Don’t read these questions as an injunction to settle for less than wonderful.
Instead, find ways for using your creativity to deal with the things you don’t have. Make
choices be about you and the people you love.
If your home doesn’t already feel special & wonderful it’s likely a result of two problems:
● You aren’t making the most of your personal resources. But as you keep thinking about who you are and what you have, you’ll realize you have a fair amount to work with.
● You’ve locked yourself into a confined notion of how to realize your goals.
But if you think more about WHY these goals matter, rather than the goals themselves, you’ll begin to see new possibilities.
About twenty years ago, we told friends and family that we wouldn’t be going out on Friday nights, but that we’d welcome them to come to dinner at our house. We said that they didn’t need to call first, and they didn’t need to bring anything. We wanted people to feel free to just show up and I wanted to feel casual about the preparation. I didn’t want to organize a potluck or worry about what we’d do for a main course if someone cancelled. I realized it was going to be easier to plan a simple but complete meal, with room to add anything else to the table that might show up. This way, I didn’t need to worry about how much salad to make or how many places to set at the table -- we just waited until dinner time to see who showed up and went on from there.
Were there negatives? Well, we don’t have a big dining room, so dinner wouldn’t be very formal. We don’t have a family room, so all the generations would have to be at the same table. In other words, no there weren’t. We found the possible negatives all to be true positives that give our Friday Night Dinners some very special characteristics.
At first, people found all this surprising because it wasn’t the kind of dinner invitation they were used to. But slowly it began to feel natural, and now our Friday Nights have become an important part of our week. It’s not always a convenient time for everybody, but the friends who have decided to make it part of their lives have created a new family for us and for each other. Our son is forty. Friday Nights have given him, his wife, and their friends the opportunity to get to know our friends and allowed him to be an adult in an extended family.

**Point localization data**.
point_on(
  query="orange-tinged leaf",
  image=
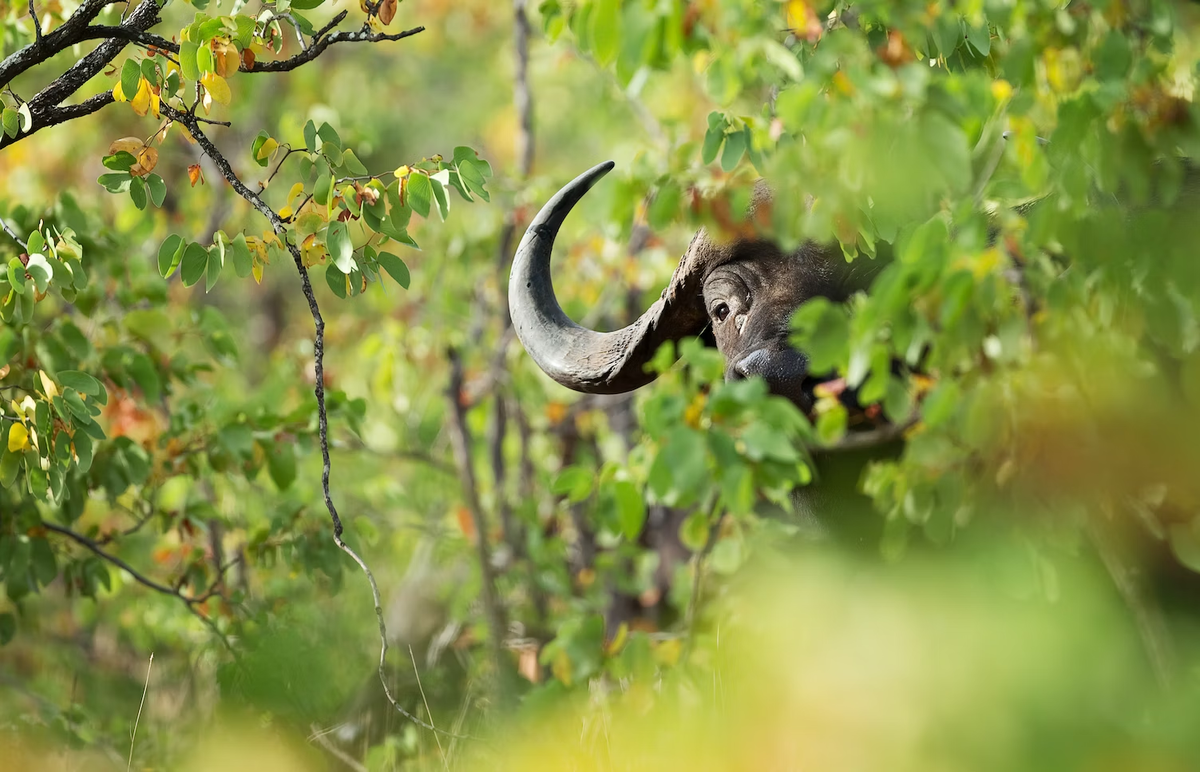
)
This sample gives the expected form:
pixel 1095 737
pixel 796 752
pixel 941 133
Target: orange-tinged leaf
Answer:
pixel 465 522
pixel 269 147
pixel 527 664
pixel 216 87
pixel 141 101
pixel 388 11
pixel 802 19
pixel 148 159
pixel 18 438
pixel 48 386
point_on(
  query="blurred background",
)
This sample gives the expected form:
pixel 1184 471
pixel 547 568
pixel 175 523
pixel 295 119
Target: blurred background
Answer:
pixel 1013 586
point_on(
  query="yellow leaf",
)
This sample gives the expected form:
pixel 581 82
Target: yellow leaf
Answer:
pixel 141 101
pixel 269 147
pixel 18 438
pixel 48 386
pixel 126 144
pixel 148 159
pixel 217 87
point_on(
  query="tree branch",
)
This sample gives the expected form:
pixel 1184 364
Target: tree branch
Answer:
pixel 46 46
pixel 461 441
pixel 318 46
pixel 192 125
pixel 43 108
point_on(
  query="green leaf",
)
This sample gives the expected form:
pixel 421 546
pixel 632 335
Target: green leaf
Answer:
pixel 979 39
pixel 11 121
pixel 735 148
pixel 420 193
pixel 7 628
pixel 42 562
pixel 215 264
pixel 27 117
pixel 138 192
pixel 575 483
pixel 281 462
pixel 40 270
pixel 630 509
pixel 239 252
pixel 169 255
pixel 187 65
pixel 143 372
pixel 822 331
pixel 157 189
pixel 149 71
pixel 605 30
pixel 115 183
pixel 131 75
pixel 321 192
pixel 193 264
pixel 439 192
pixel 329 135
pixel 336 281
pixel 83 449
pixel 694 531
pixel 17 275
pixel 81 382
pixel 395 268
pixel 337 239
pixel 310 137
pixel 120 161
pixel 353 165
pixel 257 145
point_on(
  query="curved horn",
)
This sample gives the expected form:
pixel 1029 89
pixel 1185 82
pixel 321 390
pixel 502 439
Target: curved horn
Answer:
pixel 579 358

**PROMPT**. Reproduce the stretch of the passage on Friday Night Dinners from "Instead, find ways" through "see new possibilities.". These items are separate material and have no connection to the passage.

**TASK SOLUTION**.
Instead, find ways for using your creativity to deal with the things you don’t have. Make
choices be about you and the people you love.
If your home doesn’t already feel special & wonderful it’s likely a result of two problems:
● You aren’t making the most of your personal resources. But as you keep thinking about who you are and what you have, you’ll realize you have a fair amount to work with.
● You’ve locked yourself into a confined notion of how to realize your goals.
But if you think more about WHY these goals matter, rather than the goals themselves, you’ll begin to see new possibilities.